(Photo-based referring expression data)

========================================================================

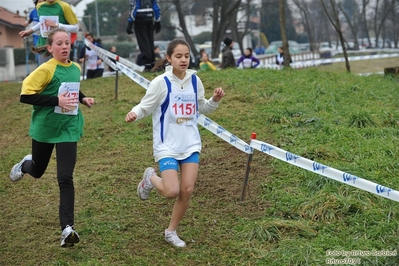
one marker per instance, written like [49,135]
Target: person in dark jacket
[227,55]
[280,57]
[145,18]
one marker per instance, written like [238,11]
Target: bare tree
[334,19]
[183,27]
[241,25]
[351,12]
[305,13]
[223,16]
[382,9]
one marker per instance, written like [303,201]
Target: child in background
[174,99]
[54,91]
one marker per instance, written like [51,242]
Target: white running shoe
[16,172]
[144,188]
[69,237]
[172,238]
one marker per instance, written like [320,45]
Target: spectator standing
[34,19]
[205,63]
[260,49]
[145,18]
[248,60]
[157,53]
[228,60]
[174,99]
[53,89]
[198,58]
[94,64]
[52,14]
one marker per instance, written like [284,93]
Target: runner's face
[180,60]
[61,47]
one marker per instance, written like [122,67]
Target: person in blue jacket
[248,60]
[145,18]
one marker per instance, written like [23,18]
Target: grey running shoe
[16,172]
[69,237]
[144,188]
[172,238]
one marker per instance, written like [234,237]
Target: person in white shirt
[175,100]
[280,57]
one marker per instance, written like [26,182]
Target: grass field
[289,216]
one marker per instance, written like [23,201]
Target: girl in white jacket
[175,100]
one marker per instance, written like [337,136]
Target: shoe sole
[141,182]
[26,158]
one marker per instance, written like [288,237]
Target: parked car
[294,47]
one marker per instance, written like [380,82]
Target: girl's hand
[67,103]
[131,116]
[88,101]
[218,94]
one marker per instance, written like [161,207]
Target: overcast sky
[21,5]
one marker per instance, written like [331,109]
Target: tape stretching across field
[266,148]
[326,171]
[106,56]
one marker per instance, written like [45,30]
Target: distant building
[10,25]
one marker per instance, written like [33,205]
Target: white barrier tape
[326,171]
[104,55]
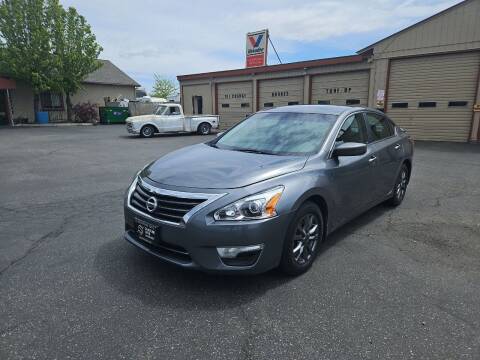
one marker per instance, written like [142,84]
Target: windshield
[278,133]
[160,110]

========================================================================

*WHAT YOU ARE ASKED TO DO*: Return verbatim every line from the line containing "Target: girl's hand" to the last line of the entries above, inclusive, and leave out the pictures.

*OUTPUT FOR THIS TASK*:
Target: girl's hand
[67,103]
[131,116]
[88,101]
[218,94]
one marker per instance, written like [161,207]
Target: overcast sky
[21,5]
one marker per instance, written like [331,109]
Target: tape stretching across field
[266,148]
[326,171]
[106,56]
one marker per instance, written like [45,30]
Target: distant building
[10,25]
one marker per instance, written like [33,205]
Target: white barrier tape
[326,171]
[104,55]
one marker per instance, written like [142,84]
Target: windshield
[278,133]
[160,110]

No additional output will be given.